Activities:
(1) Print the passage about The Cloisters between "The museum gets" and "monks and nuns.", inclusive.
(2) Proceed with the passage about The Cloisters, continuing it from the point where it stops.
(Page text Opens)
A couple weeks ago Alex and I took a trip up to The Cloisters. It’s something I’ve been meaning to do for ages, especially because it’s part of The Met, which can do no wrong in my book.
Set on top of a hill overlooking Fort Tryon Park on the border of Washington Heights and Inwood, the museum features European Medieval art and architecture. I accidentally took the long way up from the park, through leafy back roads and up a series of hidden steps, and I’d recommend that to anyone visiting. Perhaps the best part of The Cloisters is the way that everything feels like an adventure, even before you get to the actual museum.
The museum gets its name from its collection of four cloisters, which were brought from medieval French monasteries and reconstructed. If you aren’t sure what a cloister is — I wasn’t — it’s a roofed arcade running along the sides of buildings, which face each other to form a rectangular-shaped indoor courtyard of sorts. They’re usually found in Medieval churches and were historically home to monks and nuns.
(Page text Closes)
(Exercise data Opens)
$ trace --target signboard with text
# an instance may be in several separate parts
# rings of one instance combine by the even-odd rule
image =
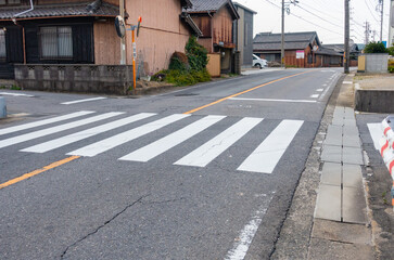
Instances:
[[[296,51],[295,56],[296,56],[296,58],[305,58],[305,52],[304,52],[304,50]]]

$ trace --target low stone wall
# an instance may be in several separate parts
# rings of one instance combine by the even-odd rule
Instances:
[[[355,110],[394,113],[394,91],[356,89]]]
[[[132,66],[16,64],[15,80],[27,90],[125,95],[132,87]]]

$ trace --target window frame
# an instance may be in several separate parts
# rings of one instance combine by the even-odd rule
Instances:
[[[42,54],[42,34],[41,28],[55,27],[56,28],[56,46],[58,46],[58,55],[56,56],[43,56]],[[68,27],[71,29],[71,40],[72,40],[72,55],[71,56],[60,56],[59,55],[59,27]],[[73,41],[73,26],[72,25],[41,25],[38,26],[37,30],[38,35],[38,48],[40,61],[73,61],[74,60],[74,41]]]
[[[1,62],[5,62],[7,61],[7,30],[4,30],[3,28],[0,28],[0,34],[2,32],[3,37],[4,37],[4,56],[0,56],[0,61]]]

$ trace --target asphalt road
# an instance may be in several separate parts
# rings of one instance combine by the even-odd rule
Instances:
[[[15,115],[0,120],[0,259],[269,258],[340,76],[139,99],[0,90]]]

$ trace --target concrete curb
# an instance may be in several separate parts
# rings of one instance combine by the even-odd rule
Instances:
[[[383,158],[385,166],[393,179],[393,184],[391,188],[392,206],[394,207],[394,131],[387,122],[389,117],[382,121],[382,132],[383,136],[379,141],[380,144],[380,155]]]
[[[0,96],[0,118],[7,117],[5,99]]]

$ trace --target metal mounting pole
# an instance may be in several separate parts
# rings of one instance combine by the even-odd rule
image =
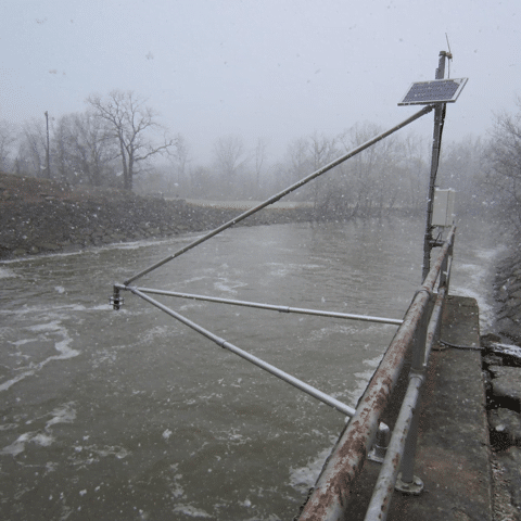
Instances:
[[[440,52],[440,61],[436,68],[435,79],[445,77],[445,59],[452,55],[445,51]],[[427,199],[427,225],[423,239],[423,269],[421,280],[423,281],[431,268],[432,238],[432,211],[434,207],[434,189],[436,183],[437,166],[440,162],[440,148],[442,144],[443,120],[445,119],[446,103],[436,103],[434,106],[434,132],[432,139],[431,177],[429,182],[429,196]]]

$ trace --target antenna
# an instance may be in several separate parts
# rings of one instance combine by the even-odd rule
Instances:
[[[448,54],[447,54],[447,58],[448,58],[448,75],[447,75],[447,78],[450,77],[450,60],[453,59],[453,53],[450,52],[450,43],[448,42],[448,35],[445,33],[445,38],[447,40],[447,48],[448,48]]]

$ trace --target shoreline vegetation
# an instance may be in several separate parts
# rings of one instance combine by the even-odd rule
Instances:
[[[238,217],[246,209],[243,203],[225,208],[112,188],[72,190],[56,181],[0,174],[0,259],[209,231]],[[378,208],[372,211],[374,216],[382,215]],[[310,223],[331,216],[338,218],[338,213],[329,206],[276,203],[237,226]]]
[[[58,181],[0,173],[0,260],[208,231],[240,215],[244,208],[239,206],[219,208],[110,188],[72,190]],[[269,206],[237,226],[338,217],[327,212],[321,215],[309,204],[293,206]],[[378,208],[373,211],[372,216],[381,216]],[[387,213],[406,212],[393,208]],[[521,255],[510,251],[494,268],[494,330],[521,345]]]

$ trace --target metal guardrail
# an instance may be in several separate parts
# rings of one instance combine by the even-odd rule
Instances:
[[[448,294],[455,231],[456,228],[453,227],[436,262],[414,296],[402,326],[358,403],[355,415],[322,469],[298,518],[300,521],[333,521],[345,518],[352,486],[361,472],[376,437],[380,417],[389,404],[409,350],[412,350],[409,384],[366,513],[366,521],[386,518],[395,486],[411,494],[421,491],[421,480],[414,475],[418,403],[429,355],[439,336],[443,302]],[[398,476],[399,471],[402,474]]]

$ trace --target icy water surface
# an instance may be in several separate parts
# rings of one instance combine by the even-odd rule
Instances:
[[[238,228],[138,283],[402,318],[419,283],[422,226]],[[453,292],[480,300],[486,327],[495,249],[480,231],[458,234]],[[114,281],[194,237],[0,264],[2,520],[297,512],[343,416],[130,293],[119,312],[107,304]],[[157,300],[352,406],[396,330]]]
(Exercise data Closes)
(Exercise data Opens)
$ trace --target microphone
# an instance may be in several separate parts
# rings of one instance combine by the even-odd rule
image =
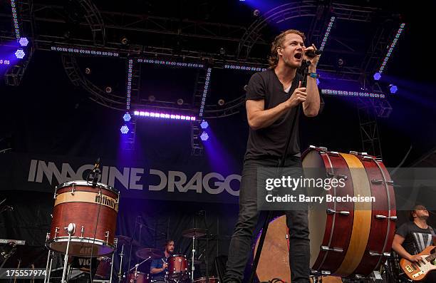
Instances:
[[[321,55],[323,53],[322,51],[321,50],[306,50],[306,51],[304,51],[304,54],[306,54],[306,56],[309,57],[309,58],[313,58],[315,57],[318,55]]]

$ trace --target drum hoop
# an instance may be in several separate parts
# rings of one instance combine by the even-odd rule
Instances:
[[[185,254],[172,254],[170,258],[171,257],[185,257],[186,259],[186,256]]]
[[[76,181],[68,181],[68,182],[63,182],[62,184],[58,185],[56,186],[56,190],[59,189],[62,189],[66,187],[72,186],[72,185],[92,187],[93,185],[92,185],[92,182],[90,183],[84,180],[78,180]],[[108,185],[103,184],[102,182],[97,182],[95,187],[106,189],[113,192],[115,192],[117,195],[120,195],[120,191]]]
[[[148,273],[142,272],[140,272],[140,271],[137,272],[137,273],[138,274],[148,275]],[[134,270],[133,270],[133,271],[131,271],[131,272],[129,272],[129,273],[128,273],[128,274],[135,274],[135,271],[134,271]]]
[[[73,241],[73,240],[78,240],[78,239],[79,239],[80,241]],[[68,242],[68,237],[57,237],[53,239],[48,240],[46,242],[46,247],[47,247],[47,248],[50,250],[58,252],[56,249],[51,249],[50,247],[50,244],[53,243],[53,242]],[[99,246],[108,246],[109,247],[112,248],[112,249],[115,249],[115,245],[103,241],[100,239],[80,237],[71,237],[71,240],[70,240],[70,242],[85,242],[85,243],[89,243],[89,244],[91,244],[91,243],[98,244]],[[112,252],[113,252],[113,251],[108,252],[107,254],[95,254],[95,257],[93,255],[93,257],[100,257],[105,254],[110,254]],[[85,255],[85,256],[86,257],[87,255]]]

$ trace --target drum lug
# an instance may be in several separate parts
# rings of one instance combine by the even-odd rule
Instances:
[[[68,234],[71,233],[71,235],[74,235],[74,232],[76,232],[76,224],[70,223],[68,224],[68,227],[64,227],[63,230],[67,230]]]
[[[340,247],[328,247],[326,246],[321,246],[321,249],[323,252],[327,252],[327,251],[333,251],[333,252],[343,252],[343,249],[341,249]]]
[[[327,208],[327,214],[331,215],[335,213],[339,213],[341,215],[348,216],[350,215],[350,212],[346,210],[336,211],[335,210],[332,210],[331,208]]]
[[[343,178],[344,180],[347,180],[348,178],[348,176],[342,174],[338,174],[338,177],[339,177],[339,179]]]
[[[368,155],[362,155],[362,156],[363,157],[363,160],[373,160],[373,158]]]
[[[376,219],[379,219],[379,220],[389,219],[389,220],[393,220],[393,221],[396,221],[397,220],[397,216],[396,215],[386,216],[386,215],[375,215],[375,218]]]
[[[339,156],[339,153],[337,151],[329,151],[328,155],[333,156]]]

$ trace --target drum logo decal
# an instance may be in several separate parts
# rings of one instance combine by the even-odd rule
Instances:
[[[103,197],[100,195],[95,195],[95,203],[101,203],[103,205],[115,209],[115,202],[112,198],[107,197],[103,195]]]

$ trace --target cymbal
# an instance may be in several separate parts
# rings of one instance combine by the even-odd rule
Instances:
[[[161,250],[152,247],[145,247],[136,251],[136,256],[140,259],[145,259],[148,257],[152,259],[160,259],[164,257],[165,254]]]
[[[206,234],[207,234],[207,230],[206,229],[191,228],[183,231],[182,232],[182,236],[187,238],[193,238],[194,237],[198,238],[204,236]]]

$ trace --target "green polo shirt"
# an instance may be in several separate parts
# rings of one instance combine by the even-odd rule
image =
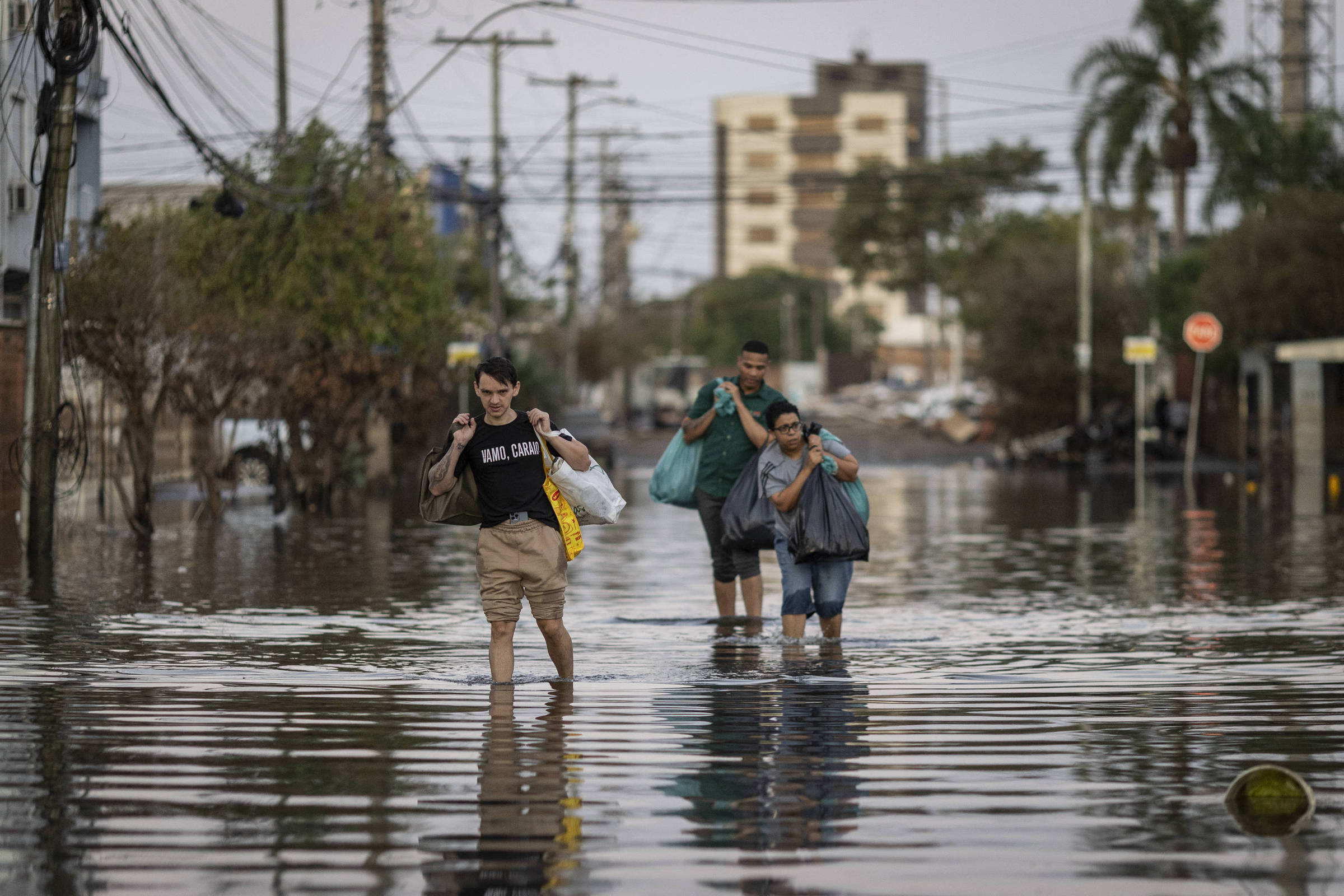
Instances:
(Exercise data Closes)
Results of the exercise:
(1)
The museum gets its name from its collection of four cloisters, which were brought from medieval French monasteries and reconstructed. If you aren’t sure what a cloister is — I wasn’t — it’s a roofed arcade running along the sides of buildings, which face each other to form a rectangular-shaped indoor courtyard of sorts. They’re usually found in Medieval churches and were historically home to monks and nuns.

(2)
My favorite was the Bonnenfont Cloister, where the main attraction was a garden, featuring an extensive collection of Medieval herbs and plants used back then for medicinal and household purposes. They had everything from a tiny pomegranate tree to more rare plants that I’d never heard of. I could have stayed there for hours, inspecting each plant and taking in the views of the Hudson River.
The Cloisters also houses several chapels, as well as a collection of Medieval art, like manuscripts, stained glass windows and perhaps most notably, tapestries. I was thrilled to see the “Unicorn in Captivity”, which I distinctly remember reading about in my Art History textbook. It’s part of a series of seven equally arresting tapestries about the hunt and capture of a magical unicorn.
The museum felt small and manageable (two hours was more than enough time to linger over everything), with just enough elements of surprise for the first time visitor. The focus is on the architecture and the atmosphere, and the overall effect is a sort of calming oasis. People were instinctively quiet and reflective, the way the monks might have been as they strolled through the cloisters and gardens.